▶ _What you have to do_: Reproduce every line from the one containing "of the sliced" through the end of the entries, requests included, and shift each pixel coordinate in the answers by adding 144 to it. Omit the pictures.

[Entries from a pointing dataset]

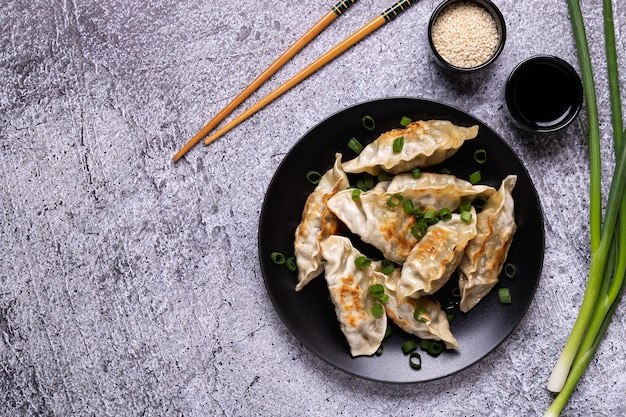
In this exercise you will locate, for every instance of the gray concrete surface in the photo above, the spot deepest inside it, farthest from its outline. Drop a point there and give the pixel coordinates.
(130, 285)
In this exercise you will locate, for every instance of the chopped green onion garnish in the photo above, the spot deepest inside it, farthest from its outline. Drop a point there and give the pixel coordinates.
(445, 214)
(368, 180)
(408, 206)
(314, 177)
(475, 177)
(368, 122)
(362, 262)
(430, 216)
(510, 270)
(278, 258)
(398, 144)
(290, 263)
(480, 156)
(417, 314)
(504, 295)
(376, 290)
(377, 311)
(415, 360)
(395, 200)
(409, 346)
(387, 267)
(355, 145)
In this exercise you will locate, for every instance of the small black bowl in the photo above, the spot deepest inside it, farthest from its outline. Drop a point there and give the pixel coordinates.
(500, 28)
(544, 93)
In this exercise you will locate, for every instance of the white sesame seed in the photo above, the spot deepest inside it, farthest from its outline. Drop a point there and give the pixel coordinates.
(465, 35)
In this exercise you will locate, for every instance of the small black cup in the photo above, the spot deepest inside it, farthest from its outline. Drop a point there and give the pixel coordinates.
(544, 94)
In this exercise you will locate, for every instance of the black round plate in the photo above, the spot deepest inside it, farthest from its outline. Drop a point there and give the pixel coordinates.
(309, 314)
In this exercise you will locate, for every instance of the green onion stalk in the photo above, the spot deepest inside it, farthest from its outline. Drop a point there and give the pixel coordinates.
(607, 271)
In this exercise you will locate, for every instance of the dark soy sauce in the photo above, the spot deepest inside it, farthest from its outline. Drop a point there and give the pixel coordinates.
(543, 95)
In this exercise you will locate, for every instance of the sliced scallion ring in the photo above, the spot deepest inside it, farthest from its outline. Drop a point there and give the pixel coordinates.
(504, 295)
(395, 200)
(417, 314)
(398, 144)
(475, 177)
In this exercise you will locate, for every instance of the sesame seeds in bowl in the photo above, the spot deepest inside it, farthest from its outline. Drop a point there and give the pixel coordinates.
(466, 35)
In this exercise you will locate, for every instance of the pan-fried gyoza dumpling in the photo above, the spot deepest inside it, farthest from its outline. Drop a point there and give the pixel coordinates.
(437, 191)
(426, 143)
(317, 224)
(386, 228)
(434, 323)
(485, 254)
(435, 257)
(348, 287)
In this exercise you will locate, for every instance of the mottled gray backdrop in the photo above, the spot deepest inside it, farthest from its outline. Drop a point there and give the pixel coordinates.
(130, 285)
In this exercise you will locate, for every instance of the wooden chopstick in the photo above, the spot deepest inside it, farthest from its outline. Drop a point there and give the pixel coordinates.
(385, 17)
(309, 35)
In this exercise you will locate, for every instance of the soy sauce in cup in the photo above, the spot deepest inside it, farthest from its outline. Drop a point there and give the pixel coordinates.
(544, 94)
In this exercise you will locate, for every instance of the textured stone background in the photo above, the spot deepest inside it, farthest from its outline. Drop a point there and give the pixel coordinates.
(130, 285)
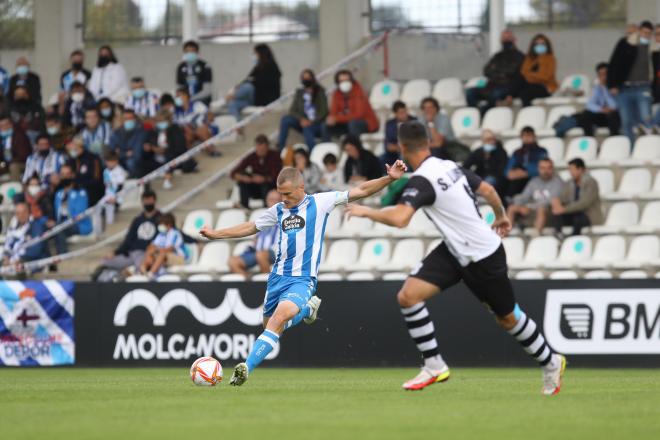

▶ _The completed task_:
In this exercise you will locate, for every instance of the sliced scallion ring in the photo above, the spot deepest inside it, farthest from its outline. Drop a point there and give the pixel coordinates.
(648, 439)
(539, 344)
(561, 458)
(542, 288)
(619, 321)
In this exercise you will locate, for every instance of the sesame seeds in bowl in the photo above, the spot deepest inside it, farthest from its outline. Drop a point there and give the pixel coordinates.
(610, 179)
In this exercise you will locate, for every instance of the pan-fried gyoza dumpling in the photo above, the spot deepest inside it, farthest from its outline. Drop a point there and give the pixel coordinates.
(581, 335)
(570, 287)
(461, 368)
(530, 372)
(578, 467)
(629, 398)
(579, 401)
(492, 431)
In this exercise you will locate, for every instance of the mottled gray backdrop in the photo above, the spot deepest inside it, farthest from its outline. Drop a point there and give the pixel coordinates.
(274, 429)
In this exercise you will locate, for every instance of the wooden chopstick in the photo above, the spot deepest inside it, farthest from its outline. Drop a point there and give the pixel coordinates.
(529, 161)
(453, 179)
In this exercise you will locate, for every instance of the soy sauce in cup in the photo above, the spot deepest inside it, farthest from its outline. Drop a point there and give the pixel coordinates.
(688, 238)
In this exercise you will locate, for every instance of the textured stone background in the photo above, the spot deepest inside it, farthest from its outline. Drop a point there and give the pixel coordinates.
(274, 429)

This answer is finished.